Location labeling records
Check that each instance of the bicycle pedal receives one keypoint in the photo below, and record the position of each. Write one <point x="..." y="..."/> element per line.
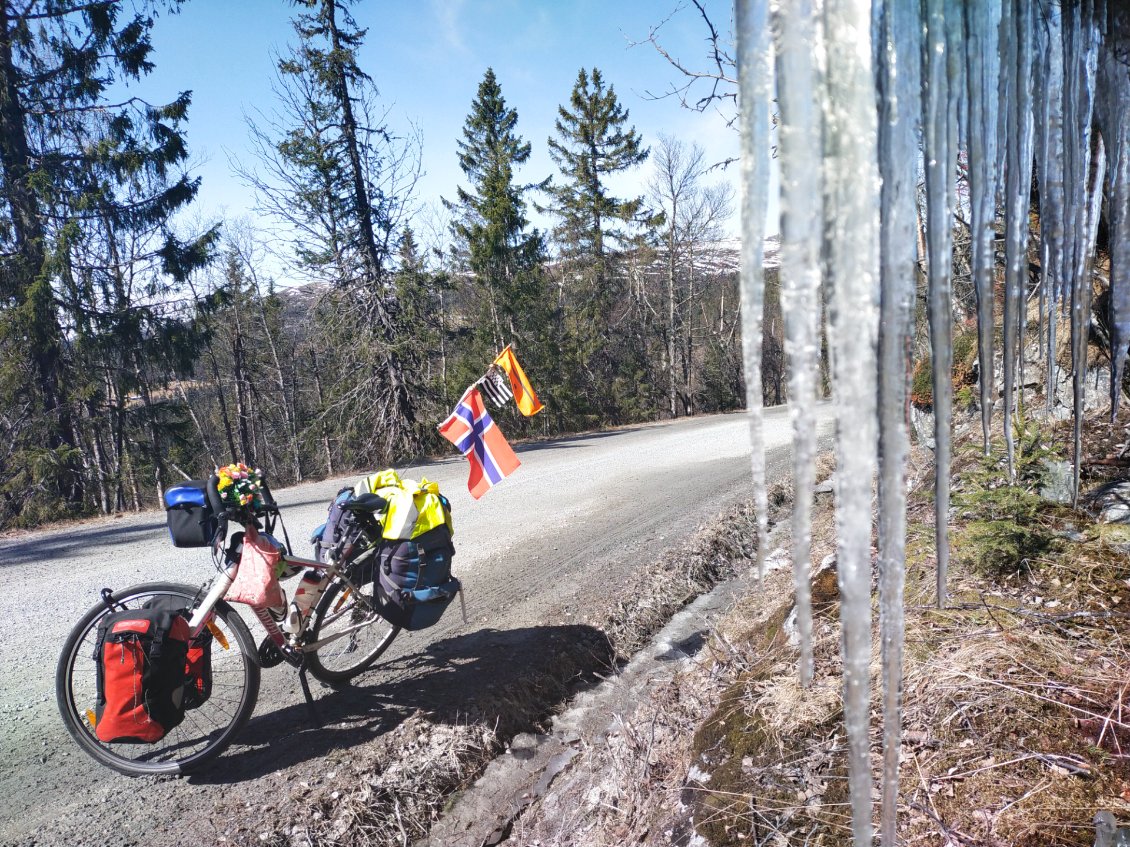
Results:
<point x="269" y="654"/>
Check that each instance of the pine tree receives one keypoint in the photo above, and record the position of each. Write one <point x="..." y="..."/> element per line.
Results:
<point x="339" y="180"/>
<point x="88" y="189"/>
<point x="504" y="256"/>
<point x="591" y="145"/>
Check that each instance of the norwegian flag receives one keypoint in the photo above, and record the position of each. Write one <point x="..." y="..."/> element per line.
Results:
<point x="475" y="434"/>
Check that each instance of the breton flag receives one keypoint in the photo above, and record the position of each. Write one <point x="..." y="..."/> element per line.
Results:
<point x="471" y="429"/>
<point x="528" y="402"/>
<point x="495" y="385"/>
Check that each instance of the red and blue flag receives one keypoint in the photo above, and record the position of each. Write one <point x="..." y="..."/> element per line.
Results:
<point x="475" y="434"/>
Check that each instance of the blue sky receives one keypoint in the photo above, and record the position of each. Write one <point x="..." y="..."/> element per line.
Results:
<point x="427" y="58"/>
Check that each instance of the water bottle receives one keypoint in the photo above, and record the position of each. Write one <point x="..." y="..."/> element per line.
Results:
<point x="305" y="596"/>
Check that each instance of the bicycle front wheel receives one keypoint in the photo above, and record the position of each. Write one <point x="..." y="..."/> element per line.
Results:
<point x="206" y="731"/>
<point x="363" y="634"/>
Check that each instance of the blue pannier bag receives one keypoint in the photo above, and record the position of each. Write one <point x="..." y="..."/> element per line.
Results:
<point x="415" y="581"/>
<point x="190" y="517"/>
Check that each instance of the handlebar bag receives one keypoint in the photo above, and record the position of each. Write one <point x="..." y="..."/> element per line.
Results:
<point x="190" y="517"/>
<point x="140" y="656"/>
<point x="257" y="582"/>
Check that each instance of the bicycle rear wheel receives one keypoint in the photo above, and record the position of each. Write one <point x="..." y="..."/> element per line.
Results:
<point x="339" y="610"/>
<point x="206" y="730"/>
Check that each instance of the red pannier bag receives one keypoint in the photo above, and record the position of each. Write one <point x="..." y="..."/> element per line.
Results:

• Exercise brief:
Except for the pictures, print the data above exactly.

• Correct output:
Check that each instance of the bicycle pedal receives one keypoint in the photo below, and record the position of each. Write one <point x="..." y="..."/> element per line.
Results:
<point x="269" y="654"/>
Check that each instance of the pine tree receives one keypoint in the photo above, and record the position of each. Write one <point x="..." y="..."/> element per line.
Results:
<point x="339" y="180"/>
<point x="88" y="189"/>
<point x="504" y="256"/>
<point x="591" y="145"/>
Check that each instance of the norwegian flag receives one keypoint in the photo above, and record the position of each. Write one <point x="..." y="..."/> element per line.
Results:
<point x="475" y="434"/>
Check that each instance of the breton flag receives one keypoint in the photo above, and record the position of each. Write one <point x="..." y="..."/> element per line.
Results:
<point x="471" y="429"/>
<point x="528" y="402"/>
<point x="495" y="385"/>
Check that each instance of the red and blue flag receives one keypoint in the photo above, and record the position of each. Write one <point x="..." y="..."/> element per line.
Results:
<point x="475" y="434"/>
Check that each instance of the blue sky receives one keypoint in the photo above, and record the position of each. Write one <point x="..." y="..."/> element per line.
Results:
<point x="427" y="58"/>
Check that each instance of the water bottle receives one keypoint in the photo above, and record the position of each. Write one <point x="..." y="..."/> element per line.
Results:
<point x="305" y="596"/>
Check that each instance of the bicycle front wheel receives one keypoint in the photo above, and record the position of each. Write one <point x="..." y="..."/> element per line.
Results:
<point x="206" y="731"/>
<point x="363" y="634"/>
Check that each instance of the blue pannier bag receives one keypoint in the photo above, and record the position of each. Write one <point x="..." y="..."/> element per line.
Results:
<point x="415" y="581"/>
<point x="190" y="517"/>
Check that each instance of the handlebar bag receives one keypoint in the photo above, and record the position of each. Write one <point x="..." y="..."/> element per line.
Results:
<point x="190" y="517"/>
<point x="140" y="656"/>
<point x="257" y="582"/>
Check that each instance of the bicycle rear wheel receives one keypoint in the photo above, and record the position of each. Write one <point x="..." y="..."/> element per line.
Results:
<point x="339" y="610"/>
<point x="206" y="730"/>
Check that each instance of the red pannier bag receives one keypoint in the photo above, and record the position of each. Write one <point x="..." y="..."/> element per line.
Results:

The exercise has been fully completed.